:: Zadania do wykonania ::
#1 Przytocz dosłownie ustęp tekstu o Funduszu Kompensacyjnym od słów „Funduszu Kompensacyjnego Szczepień” aż po słowa „uważa Konfederacja Lewiatan.”.
#2 Streść w dwóch zdaniach tekst o Funduszu Kompensacyjnym Szczepień Ochronnych.
#3 Odpowiedz na poniższe pytania dotyczące tekstu o Funduszu Kompensacyjnym, oznaczając odpowiedzi tak samo jak pytania:
(a) Kto uważa, że fundusz nie powinien być finansowany przez firmy farmaceutyczne?
(b) W jakim przypadku z funduszu byłyby wypłacane odszkodowania?
(c) Ile według planów ma wynosić odpis na fundusz?

:: Przytoczony fragment ::
※ ※ ※

Funduszu Kompensacyjnego Szczepień Ochronnych nie powinny finansować firmy farmaceutyczne. W czasie pandemii przedsiębiorstwa oczekują od państwa wsparcia, a nie nakładania kolejnych danin publicznych, w których mają obowiązek partycypować – uważa Konfederacja Lewiatan.
Rząd zapowiedział powstanie Funduszu Kompensacyjnego, z którego byłyby wypłacane odszkodowania w przypadku pojawienia się niepożądanych odczynów u osób zaszczepionych przeciw koronawirusowi. Wśród źródeł finansowania Funduszu wymieniono firmy farmaceutyczne, które zawarły ze Skarbem Państwa umowę na dostawę szczepionek do przeprowadzania obowiązkowych szczepień ochronnych. Warto przypomnieć, że – zgodnie z planami – odpis na ten fundusz ma wynosić 2 proc. kontraktu.

※ ※ ※

:: Zapisane dane ::
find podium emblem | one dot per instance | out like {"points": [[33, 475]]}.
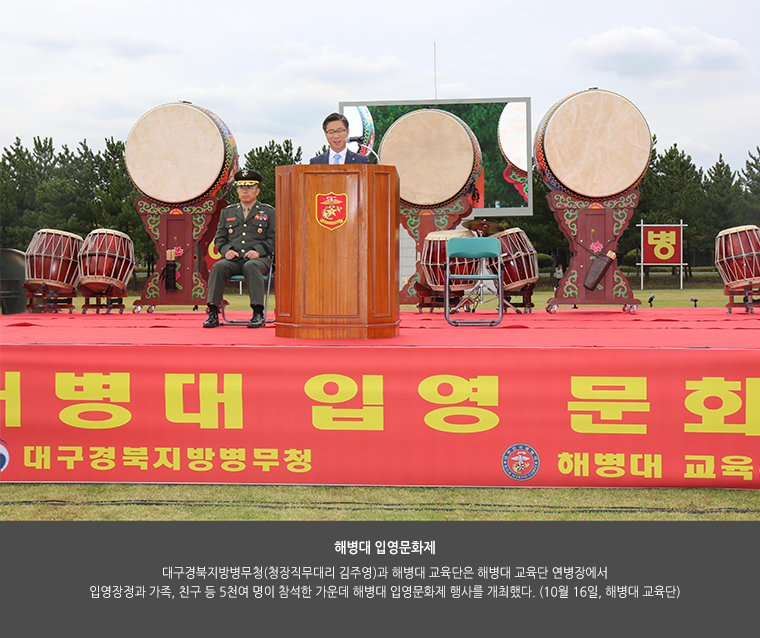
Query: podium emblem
{"points": [[332, 210]]}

※ ※ ※

:: Twoje odpowiedzi ::
#1
Funduszu Kompensacyjnego Szczepień Ochronnych nie powinny finansować firmy farmaceutyczne. W czasie pandemii przedsiębiorstwa oczekują od państwa wsparcia, a nie nakładania kolejnych danin publicznych, w których mają obowiązek partycypować – uważa Konfederacja Lewiatan.

#2 Konfederacja Lewiatan uważa, że Funduszu Kompensacyjnego Szczepień Ochronnych nie powinny finansować firmy farmaceutyczne, i twierdzi, że w czasie pandemii przedsiębiorstwa oczekują od państwa wsparcia, a nie kolejnych danin publicznych. Rząd zapowiedział fundusz, z którego wypłacane byłyby odszkodowania za niepożądane odczyny po szczepieniu przeciw koronawirusowi, a wśród źródeł jego finansowania wymienił firmy farmaceutyczne, które zawarły ze Skarbem Państwa umowę na dostawę szczepionek, przy czym odpis ma według planów wynosić 2 proc. kontraktu.

#3
(a) Konfederacja Lewiatan.
(b) W przypadku pojawienia się niepożądanych odczynów u osób zaszczepionych przeciw koronawirusowi.
(c) 2 proc. kontraktu.